> _WORK REQUEST_
Repeat verbatim the lines of the data below, beginning with the line containing "find the group" and continuing to the end.

*** Opening of RECORDS ***

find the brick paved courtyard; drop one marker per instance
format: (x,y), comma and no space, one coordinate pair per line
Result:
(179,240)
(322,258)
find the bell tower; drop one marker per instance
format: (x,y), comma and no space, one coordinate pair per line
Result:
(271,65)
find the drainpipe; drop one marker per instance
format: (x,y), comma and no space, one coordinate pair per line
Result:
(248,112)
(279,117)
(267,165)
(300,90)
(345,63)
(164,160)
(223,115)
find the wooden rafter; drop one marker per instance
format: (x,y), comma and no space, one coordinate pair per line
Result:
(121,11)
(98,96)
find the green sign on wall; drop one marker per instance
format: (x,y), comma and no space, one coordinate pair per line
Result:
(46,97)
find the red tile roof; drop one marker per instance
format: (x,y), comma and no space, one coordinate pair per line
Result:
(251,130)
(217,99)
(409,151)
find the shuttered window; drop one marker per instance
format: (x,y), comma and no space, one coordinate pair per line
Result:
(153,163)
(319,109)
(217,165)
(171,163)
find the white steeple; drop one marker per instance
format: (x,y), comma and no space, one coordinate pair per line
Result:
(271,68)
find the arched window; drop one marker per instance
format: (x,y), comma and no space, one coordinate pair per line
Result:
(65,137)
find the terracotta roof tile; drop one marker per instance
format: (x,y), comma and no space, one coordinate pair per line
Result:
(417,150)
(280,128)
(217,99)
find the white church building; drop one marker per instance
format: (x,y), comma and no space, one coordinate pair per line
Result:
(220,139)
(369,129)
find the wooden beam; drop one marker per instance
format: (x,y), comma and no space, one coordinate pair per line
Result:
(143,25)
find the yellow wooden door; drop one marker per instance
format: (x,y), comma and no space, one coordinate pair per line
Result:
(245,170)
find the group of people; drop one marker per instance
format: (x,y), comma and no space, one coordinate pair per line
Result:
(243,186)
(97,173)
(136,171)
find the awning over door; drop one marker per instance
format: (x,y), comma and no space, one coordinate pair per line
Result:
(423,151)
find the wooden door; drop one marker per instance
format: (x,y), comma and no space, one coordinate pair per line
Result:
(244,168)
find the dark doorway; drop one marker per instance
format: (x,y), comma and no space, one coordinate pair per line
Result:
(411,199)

*** Close of RECORDS ***

> _EXERCISE RESULT_
find the group of people; drop one marker per instance
format: (x,y), comma and no space, one coordinate pair per line
Result:
(243,186)
(97,173)
(136,171)
find the awning over door; drop one marker per instance
format: (x,y), comma and no space, one coordinate pair per line
Result:
(423,151)
find the wooden door; drop one marker per instance
format: (x,y), comma and no space, one coordinate pair per line
Result:
(244,168)
find the dark doorway; drop one marker per instance
format: (x,y), comma and no space, one coordinate pair per line
Result:
(411,199)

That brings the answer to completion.